Excerpt provided =>
###

The woman said her spouse had demanded she give him money for beer and “grabbed her and shook her violently” when she refused.

The May 2016 event was written up by the city Department of Homeless Services as a “critical incident” — a crucial record the city used to monitor and contain criminal and violent behavior inside shelters.

But homeless services staff also specifically noted that “no bruises or other signs of bodily injuries were visible.”

Today, that assault would not be reported — thanks to a significant policy shift in how the city monitors and records safety in its sprawling shelter system.

Under current DHS rules, assaults inside New York shelters are only recorded as a critical incident when visible injury occurs or a weapon is involved, the Daily News has learned.

Those changes, made by Mayor de Blasio’s administration in mid-2016, were never announced to the public.

The about-face only came to light recently when The News requested an updated list of critical incidents.

Violence at city shelters may not have declined, a News investigation shows — simply its definiton has.
Violence at city shelters may not have declined, a News investigation shows — simply its definiton has.

In response, DHS officials for the first time revealed that they had eliminated or redefined multiple categories of incidents once considered worth counting to track shelter violence.

“We have removed categories from critical that were inaccurately inflating the appearance of violence in shelter,” DHS spokesman Isaac McGinn wrote in response to The News’ questions.

The change was implemented by Department of Social Services Commissioner Steve Banks, who at the time oversaw DHS. De Blasio had tasked Banks in December 2015 with the mission of solving the city’s homelessness crisis.

McGinn said the previous method of detailing incidents was “defined too broadly” and was “over inclusive.” The new system, he said, revised categories “to reflect incidents requiring immediate intervention.”

With assaults, for instance, the city now used “visible injury as the metric for criticality,” McGinn explained.

That means an assault like one recorded in January 2016 — a security guard punched in the face in a Bronx Ave. shelter — would not be reported today, because the victim didn’t end up with an obvious injury.

Likewise, a “physical altercation” between a couple in a family shelter that was also written up in January 2016 now would not count, since there were not “not visible signs of bodily injury to either party.”

Scene of a homicide at 2027 Lexington Ave. where a 62-year-old homeless man was fatally stabbed in a East Harlem shelter Wednesday night, Jan. 27, 2016.
Scene of a homicide at 2027 Lexington Ave. where a 62-year-old homeless man was fatally stabbed in a East Harlem shelter Wednesday night, Jan. 27, 2016.

Since the overhaul of homeless services reporting rules in mid-2016, there have been dozens of assaults inside shelters that the city once would have recorded, a review by The News has found.

Other categories have been downsized or eliminated besides assaults — including some related to child abuse.

Under the prior system, a report of child abuse inside a shelter would be counted as a “critical incident.” Now, it’s only recorded if there’s an “immediate removal” of the child or children — or an arrest.

Drug possession by residents is no longer counted — only drug possession by staff. Neither are thefts.

Arrests are no longer counted as “critical incidents,” a change DHS’ McGinn explained this way: “In order to most effectively manage safety in shelters, critical incidents, including violent critical incidents, should reflect the incident itself, with severity based on any injury rather than the resulting action, like arrest, which does not itself pose any risk to other clients in the facility.”

###

Given material =>
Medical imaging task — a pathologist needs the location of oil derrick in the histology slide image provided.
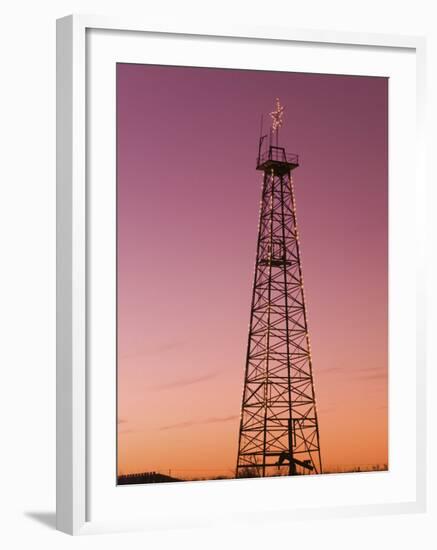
[236,99,322,477]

###

Work to complete =>
1. Summarize the article on shelter incident reporting in two sentences.
2. Echo the article on shelter incident reporting from "But homeless services" up to and including "sprawling shelter system.".

Solution list =>
1. In mid-2016, Mayor de Blasio's administration quietly changed Department of Homeless Services rules so that assaults inside New York shelters count as critical incidents only when visible injury occurs or a weapon is involved. Other categories were also downsized or eliminated, including child abuse reports, drug possession by residents, thefts and arrests, which DHS spokesman Isaac McGinn said had been defined too broadly and were inflating the appearance of violence in shelters.

2.
But homeless services staff also specifically noted that “no bruises or other signs of bodily injuries were visible.”

Today, that assault would not be reported — thanks to a significant policy shift in how the city monitors and records safety in its sprawling shelter system.